_SOURCE DOCUMENT:_
......

“Persistent Performance among University Students: Evidence from High-Stakes Exams on Digital Platforms” (PERSIST) is a national project led by our fellow Jonas Radl and funded through a grant by the Spanish Ministry of Science and Innovation (PID2020-117525RB-I00, 2021-2024).
The proposal centers around novel data collection from online exams carried out at Universidad Carlos III de Madrid in the academic years 2019/20 and 2020/21. In the last evaluation period in mid-2020, around 15,000 exams were run on the university’s digital learning platform “Aula Global”. Based on the open-source system “Moodle”, the platform contains the option to randomize the order of questions in multiple-choice tests, allowing us to compute students’ exam persistence – the degree to which students sustain their performance during an exam. We propose matching these data to the university’s database containing students’ socio-demographic characteristics.

......

_EXERCISE OBJECTIVE:_ In the project description, what open-source system is the platform "Aula Global" based on? The items after this point are separate material, unrelated to the project description.

......

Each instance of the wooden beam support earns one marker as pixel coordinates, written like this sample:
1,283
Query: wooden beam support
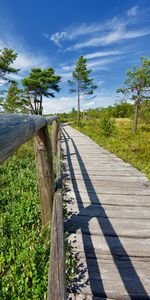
56,276
54,136
44,160
16,129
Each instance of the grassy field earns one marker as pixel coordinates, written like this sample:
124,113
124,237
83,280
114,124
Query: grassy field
132,148
25,248
25,245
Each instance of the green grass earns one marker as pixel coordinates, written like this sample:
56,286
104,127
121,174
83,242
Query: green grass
25,248
25,245
132,148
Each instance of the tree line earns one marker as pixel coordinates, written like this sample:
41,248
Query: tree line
39,83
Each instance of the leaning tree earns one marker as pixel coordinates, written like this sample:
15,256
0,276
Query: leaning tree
7,57
81,82
40,83
137,86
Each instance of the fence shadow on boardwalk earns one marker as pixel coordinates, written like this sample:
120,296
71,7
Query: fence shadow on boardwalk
97,287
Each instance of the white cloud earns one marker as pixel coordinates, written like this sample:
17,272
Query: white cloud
26,61
59,104
65,104
102,53
132,12
113,37
91,103
115,30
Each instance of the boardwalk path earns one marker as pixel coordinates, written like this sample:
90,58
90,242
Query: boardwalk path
110,223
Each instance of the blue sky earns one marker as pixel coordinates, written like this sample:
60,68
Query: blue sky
111,34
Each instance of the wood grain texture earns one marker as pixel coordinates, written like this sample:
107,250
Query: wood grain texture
17,129
45,172
109,226
54,136
56,276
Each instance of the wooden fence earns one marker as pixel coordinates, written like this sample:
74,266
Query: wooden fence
16,130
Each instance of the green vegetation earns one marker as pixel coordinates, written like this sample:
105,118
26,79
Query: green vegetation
133,148
81,82
24,246
137,86
7,57
40,83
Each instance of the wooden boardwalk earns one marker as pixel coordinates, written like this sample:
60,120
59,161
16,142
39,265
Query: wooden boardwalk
110,223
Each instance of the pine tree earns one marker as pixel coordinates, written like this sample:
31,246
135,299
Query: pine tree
40,83
7,57
81,82
137,86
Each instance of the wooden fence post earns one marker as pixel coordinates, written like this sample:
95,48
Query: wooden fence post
54,136
44,160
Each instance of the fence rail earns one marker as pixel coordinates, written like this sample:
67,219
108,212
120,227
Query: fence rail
15,130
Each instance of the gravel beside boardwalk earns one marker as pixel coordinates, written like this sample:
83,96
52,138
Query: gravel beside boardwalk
110,223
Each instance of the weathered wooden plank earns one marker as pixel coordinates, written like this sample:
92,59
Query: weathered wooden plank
110,223
85,297
110,226
143,191
133,247
54,136
44,162
121,280
56,276
107,178
106,182
109,211
108,199
17,129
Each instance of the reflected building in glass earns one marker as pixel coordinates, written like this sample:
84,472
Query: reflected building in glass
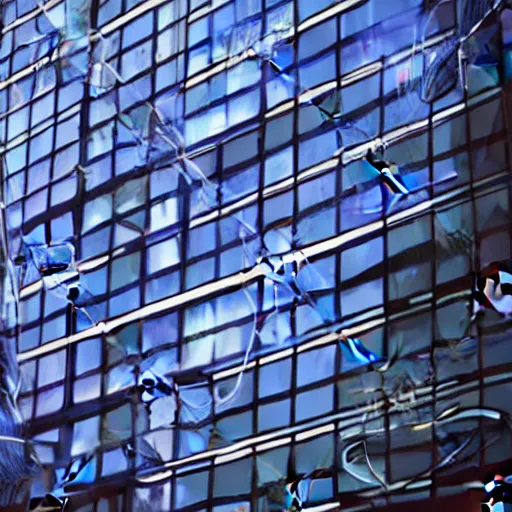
216,302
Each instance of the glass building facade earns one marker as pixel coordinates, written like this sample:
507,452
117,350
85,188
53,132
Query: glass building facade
173,144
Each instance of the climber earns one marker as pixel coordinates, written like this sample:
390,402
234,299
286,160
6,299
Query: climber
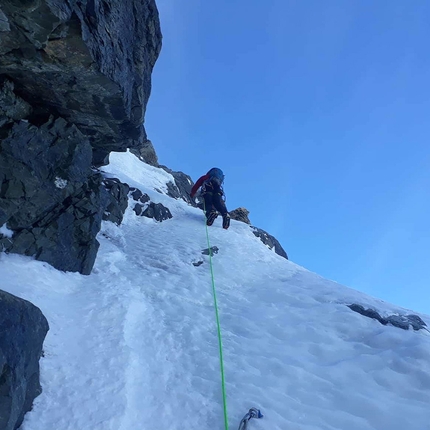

......

_EXPECTED ANSWER:_ Moodle